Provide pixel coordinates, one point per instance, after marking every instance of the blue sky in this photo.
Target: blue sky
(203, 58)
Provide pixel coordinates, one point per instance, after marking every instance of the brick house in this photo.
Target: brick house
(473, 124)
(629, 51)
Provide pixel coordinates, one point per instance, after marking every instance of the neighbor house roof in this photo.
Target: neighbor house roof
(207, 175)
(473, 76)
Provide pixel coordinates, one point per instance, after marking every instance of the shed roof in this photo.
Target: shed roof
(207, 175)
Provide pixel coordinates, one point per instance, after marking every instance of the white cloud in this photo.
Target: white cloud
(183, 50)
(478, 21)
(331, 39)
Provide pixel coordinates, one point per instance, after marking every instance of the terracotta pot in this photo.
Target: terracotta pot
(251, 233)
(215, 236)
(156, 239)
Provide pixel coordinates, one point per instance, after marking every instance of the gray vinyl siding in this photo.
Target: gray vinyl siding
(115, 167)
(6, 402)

> _TASK DIRECTIONS_
Return all of the data above, keeping every line exactly as it appears.

> _EXPECTED ANSWER_
Provide pixel coordinates, one point per instance, after marking every instance of the blue sky in this photo.
Target: blue sky
(203, 58)
Provide pixel coordinates, one point per instance, after marking every instance of the brick house in this photo.
Target: brick house
(473, 124)
(629, 51)
Provide pixel coordinates, one point per instance, after marking every instance of the neighbor house roof in this photo.
Target: neighbor house roof
(207, 175)
(473, 76)
Provide pixel coordinates, one point per instance, after marking every instance of the shed roof in this photo.
Target: shed roof
(207, 175)
Provide pixel coordinates, one point per instance, after marking every instance of the white cloud in this photo.
Target: white cloud
(183, 50)
(478, 21)
(331, 39)
Provide pixel coordinates, one point per instance, after marking every instance of the terracotta pot in this photo.
Target: terracotta pot
(251, 233)
(215, 236)
(156, 239)
Provide pixel coordinates, one point per instance, after marking every instance of the gray vinyl siding in this photo.
Target: gray vinyl siding
(115, 167)
(6, 402)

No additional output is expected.